• _WORK ITEM 1_
Quote the article on the QoF+ scheme starting with "Areas targeted by" and going on through "using existing incentives.".
• _WORK ITEM 2_
Summarize the article on local Quality and Outcomes Framework schemes in two sentences.

=== TEXT PROVIDED ===

Failure to set up local versions of the Quality and Outcomes Framework could lead to missed opportunities to improve quality and tackle local health priorities, according to a team involved in the UK’s largest local QoF scheme.

Doctors from Imperial College, London, and NHS Hammersmith and Fulham involved in the QoF+ scheme in NHS Hammersmith and Fulham said such schemes had the potential to better tackle local health needs.

The QoF+ scheme was set up by the primary care trust in 2008. It is a five year project costing £2.2m a year and involving 48 additional QoF indicators.

A quarter of the indicators offer additional rewards for achievement above the levels set on 12 national indicators, while the other 36 indicators incentivise preventive action on local health needs.

Areas targeted by the QoF+ scheme include screening for alcohol misuse, advice and support on breastfeeding, tuberculosis screening and disease registers for eczema, psoriasis, rheumatoid arthritis and osteoarthritis

The doctors, writing in the BMJ, say only a few primary care organisations had developed local schemes using existing incentives.

=== INFORMATION GIVEN ===

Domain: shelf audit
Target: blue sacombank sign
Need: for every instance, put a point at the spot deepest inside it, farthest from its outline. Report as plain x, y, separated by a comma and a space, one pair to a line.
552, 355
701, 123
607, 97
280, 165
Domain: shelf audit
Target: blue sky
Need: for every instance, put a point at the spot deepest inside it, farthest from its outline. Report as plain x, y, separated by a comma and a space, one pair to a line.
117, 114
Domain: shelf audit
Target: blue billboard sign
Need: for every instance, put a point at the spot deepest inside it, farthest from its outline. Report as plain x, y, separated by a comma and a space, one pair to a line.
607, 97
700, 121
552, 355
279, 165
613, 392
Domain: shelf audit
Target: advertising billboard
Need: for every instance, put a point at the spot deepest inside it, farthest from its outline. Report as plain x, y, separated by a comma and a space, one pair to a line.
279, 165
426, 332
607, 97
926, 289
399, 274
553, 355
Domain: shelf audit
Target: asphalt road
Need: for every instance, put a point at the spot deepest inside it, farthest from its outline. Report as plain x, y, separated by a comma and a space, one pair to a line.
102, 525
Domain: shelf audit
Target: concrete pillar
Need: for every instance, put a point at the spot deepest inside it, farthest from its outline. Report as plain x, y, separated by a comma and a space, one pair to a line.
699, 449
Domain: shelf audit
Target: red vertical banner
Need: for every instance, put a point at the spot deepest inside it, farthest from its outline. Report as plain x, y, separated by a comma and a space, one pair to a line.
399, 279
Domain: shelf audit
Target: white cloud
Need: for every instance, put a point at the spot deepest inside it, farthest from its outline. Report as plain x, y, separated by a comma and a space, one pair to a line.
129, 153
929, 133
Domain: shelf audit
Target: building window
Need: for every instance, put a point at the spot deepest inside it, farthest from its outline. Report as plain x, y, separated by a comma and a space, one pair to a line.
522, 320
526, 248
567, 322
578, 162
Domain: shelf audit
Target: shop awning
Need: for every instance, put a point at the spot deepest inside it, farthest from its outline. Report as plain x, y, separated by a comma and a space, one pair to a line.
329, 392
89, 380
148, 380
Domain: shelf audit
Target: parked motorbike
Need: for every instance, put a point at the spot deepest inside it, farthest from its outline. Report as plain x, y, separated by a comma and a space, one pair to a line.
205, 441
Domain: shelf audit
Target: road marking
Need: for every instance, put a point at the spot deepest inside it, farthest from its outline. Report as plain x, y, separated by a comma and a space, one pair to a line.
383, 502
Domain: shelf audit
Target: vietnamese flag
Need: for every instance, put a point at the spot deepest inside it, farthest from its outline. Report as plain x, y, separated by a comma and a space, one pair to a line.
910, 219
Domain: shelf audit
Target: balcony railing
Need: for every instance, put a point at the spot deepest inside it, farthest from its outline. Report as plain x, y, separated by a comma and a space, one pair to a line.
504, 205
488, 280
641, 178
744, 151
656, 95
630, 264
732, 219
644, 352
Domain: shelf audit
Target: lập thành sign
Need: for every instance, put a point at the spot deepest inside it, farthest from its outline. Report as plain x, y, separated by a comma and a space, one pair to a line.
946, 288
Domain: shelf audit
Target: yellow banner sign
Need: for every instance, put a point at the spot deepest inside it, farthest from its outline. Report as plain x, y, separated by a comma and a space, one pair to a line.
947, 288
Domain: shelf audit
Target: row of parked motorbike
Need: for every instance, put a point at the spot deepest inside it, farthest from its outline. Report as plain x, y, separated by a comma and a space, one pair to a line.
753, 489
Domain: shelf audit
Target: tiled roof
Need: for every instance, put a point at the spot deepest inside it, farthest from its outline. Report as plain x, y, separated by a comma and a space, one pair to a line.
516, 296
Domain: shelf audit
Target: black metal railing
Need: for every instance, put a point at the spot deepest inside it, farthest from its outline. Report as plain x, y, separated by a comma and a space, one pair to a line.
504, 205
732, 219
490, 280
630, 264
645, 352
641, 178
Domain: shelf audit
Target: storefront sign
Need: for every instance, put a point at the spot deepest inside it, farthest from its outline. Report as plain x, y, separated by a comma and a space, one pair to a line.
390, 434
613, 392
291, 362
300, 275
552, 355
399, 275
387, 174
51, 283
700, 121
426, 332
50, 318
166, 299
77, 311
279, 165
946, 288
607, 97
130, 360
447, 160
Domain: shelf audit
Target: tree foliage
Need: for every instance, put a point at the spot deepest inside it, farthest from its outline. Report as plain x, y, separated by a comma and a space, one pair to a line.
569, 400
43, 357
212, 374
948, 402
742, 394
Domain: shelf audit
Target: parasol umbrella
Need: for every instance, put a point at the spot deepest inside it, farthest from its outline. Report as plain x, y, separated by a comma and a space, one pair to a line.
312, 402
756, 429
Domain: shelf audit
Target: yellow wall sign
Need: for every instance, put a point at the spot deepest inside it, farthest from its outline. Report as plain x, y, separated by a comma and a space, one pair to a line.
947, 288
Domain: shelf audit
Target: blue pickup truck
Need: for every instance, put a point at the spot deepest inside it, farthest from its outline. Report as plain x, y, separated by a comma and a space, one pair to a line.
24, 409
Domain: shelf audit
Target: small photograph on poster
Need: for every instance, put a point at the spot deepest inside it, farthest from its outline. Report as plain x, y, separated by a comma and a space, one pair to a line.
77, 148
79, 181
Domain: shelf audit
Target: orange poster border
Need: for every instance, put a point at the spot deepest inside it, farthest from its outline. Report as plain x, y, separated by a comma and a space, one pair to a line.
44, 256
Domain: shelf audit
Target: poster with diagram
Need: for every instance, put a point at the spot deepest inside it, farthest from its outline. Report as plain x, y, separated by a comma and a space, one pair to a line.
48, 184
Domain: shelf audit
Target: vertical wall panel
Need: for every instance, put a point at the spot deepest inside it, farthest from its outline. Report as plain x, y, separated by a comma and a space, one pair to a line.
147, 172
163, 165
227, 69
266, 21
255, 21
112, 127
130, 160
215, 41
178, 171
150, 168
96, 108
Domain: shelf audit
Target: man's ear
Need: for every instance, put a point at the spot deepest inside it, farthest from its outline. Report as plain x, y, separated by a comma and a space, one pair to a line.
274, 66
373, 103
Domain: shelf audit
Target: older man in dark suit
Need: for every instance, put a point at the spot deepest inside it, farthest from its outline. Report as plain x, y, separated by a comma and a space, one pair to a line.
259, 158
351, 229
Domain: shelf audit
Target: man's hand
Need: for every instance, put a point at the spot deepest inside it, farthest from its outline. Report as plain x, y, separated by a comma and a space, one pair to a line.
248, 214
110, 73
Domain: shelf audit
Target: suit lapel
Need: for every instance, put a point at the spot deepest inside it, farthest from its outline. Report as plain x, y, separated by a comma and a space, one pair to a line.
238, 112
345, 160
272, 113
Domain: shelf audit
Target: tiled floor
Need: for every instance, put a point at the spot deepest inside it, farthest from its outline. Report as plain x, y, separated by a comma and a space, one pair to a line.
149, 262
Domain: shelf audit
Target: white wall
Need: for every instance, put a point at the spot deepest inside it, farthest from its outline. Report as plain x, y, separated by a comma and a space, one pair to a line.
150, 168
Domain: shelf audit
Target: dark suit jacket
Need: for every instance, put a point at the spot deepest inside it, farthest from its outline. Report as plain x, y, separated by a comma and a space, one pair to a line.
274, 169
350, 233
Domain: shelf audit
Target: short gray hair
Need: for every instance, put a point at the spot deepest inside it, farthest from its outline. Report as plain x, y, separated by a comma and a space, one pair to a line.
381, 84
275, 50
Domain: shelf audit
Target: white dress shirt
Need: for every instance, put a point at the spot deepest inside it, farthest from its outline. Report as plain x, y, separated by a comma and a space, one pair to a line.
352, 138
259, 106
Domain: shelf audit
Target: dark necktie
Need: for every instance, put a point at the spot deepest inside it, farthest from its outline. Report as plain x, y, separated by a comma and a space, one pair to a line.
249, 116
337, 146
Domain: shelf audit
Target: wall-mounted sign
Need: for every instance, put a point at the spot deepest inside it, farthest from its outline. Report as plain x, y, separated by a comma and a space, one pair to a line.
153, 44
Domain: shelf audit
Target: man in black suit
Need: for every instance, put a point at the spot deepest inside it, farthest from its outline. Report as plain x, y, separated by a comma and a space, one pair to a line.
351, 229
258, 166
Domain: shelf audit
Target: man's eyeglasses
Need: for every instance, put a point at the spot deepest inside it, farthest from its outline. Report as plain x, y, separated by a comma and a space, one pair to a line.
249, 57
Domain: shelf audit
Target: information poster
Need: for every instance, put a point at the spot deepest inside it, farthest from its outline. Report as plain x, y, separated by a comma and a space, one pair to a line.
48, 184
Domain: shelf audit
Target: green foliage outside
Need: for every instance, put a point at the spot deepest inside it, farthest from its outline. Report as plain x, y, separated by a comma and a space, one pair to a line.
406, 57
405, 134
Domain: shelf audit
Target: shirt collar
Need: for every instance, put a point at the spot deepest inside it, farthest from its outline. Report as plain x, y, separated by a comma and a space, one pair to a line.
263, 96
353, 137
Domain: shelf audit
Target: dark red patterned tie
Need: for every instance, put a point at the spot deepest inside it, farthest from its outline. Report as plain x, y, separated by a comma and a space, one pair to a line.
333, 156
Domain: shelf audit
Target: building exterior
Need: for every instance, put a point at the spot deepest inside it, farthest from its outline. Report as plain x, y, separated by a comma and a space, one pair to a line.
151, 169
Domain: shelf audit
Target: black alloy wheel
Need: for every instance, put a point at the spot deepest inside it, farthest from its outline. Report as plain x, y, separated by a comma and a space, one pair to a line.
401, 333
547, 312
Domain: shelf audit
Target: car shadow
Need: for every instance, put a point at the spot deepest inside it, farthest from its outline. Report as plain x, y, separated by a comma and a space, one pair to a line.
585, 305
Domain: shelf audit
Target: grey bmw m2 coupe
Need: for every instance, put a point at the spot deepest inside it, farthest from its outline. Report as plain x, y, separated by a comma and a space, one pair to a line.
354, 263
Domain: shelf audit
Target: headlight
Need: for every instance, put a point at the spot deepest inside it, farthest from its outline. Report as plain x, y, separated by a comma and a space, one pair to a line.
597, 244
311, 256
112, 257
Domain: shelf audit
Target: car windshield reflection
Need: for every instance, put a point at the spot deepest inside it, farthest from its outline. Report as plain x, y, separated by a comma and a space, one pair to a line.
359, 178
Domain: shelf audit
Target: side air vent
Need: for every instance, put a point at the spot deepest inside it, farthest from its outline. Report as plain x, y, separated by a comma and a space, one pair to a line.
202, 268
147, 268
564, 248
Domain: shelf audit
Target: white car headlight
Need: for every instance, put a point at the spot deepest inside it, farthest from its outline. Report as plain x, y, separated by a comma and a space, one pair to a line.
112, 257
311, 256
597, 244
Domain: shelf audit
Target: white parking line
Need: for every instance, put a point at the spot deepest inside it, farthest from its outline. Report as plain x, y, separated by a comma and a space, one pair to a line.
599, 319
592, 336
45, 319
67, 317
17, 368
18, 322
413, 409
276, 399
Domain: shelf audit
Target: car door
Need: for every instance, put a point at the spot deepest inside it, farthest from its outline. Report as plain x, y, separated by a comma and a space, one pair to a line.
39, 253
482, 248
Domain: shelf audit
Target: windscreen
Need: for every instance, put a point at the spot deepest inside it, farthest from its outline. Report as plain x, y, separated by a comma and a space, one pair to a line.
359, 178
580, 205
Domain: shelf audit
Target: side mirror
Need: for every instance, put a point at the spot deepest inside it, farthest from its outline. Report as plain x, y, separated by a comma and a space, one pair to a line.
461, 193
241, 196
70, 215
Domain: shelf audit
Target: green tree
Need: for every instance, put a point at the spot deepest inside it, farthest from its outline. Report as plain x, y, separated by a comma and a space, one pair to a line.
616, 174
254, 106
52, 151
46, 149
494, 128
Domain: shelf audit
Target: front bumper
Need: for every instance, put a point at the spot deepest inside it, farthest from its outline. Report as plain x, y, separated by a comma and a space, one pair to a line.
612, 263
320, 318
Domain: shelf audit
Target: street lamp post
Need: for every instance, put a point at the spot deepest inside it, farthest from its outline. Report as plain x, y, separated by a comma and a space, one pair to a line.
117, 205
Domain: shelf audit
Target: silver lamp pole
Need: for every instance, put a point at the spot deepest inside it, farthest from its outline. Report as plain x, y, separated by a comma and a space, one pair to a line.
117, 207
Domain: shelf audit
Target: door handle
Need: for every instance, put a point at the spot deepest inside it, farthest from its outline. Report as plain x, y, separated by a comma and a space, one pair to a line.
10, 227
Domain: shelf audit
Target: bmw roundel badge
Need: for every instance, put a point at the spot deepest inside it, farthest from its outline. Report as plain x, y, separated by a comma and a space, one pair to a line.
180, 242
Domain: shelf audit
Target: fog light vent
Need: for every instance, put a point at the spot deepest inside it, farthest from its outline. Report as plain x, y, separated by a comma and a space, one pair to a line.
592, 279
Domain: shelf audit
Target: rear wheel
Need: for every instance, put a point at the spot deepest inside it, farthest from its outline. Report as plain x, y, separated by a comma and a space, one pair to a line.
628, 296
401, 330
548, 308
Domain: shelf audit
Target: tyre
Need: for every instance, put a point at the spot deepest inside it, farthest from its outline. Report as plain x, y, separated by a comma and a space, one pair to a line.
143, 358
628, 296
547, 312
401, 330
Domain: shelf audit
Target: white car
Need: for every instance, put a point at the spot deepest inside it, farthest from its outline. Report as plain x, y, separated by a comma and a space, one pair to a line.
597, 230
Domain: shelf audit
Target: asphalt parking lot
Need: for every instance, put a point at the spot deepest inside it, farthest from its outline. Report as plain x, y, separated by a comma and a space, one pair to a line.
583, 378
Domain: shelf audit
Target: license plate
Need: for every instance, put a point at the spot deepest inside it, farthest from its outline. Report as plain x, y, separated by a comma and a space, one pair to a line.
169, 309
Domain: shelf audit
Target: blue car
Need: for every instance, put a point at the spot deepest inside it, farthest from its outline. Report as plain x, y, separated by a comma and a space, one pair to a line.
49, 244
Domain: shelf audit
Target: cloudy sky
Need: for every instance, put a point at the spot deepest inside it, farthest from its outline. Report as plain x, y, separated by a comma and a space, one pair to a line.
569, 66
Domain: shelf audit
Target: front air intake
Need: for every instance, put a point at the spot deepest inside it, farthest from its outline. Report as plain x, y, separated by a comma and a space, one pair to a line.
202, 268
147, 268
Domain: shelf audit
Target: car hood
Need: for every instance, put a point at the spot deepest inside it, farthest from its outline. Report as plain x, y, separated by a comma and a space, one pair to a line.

===

• _SOLUTION 1_
Areas targeted by the QoF+ scheme include screening for alcohol misuse, advice and support on breastfeeding, tuberculosis screening and disease registers for eczema, psoriasis, rheumatoid arthritis and osteoarthritis

The doctors, writing in the BMJ, say only a few primary care organisations had developed local schemes using existing incentives.

• _SOLUTION 2_
Doctors from Imperial College, London, and NHS Hammersmith and Fulham who are involved in the UK's largest local QoF scheme say that failing to set up local versions of the Quality and Outcomes Framework could mean missed opportunities to improve quality and address local health priorities, and note that only a few primary care organizations have developed such schemes. Their QoF+ scheme, set up by the primary care trust in 2008 as a five-year project costing £2.2m a year, adds 48 indicators: 12 reward achievement above national levels and 36 encourage preventive action on local needs such as alcohol misuse screening, breastfeeding support and tuberculosis screening.